TASK DIRECTIONS |
Reproduce the data exactly and drop any pictures it holds.

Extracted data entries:
************

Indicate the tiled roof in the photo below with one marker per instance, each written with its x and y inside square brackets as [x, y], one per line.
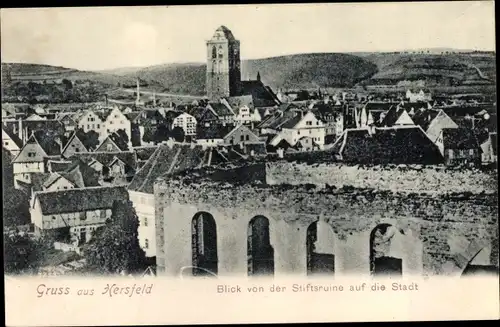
[106, 158]
[144, 152]
[459, 138]
[169, 159]
[291, 123]
[220, 109]
[237, 102]
[38, 180]
[13, 136]
[424, 117]
[397, 145]
[213, 132]
[262, 95]
[78, 200]
[493, 138]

************

WRITTEN RESPONSE |
Indicate the tiled roof in the photo below with one marker per instance, each written with its x and y inside square brackets as [x, y], one per line.
[106, 158]
[144, 152]
[459, 138]
[169, 159]
[291, 123]
[220, 109]
[237, 102]
[38, 180]
[13, 136]
[424, 117]
[397, 145]
[213, 132]
[262, 95]
[78, 200]
[493, 138]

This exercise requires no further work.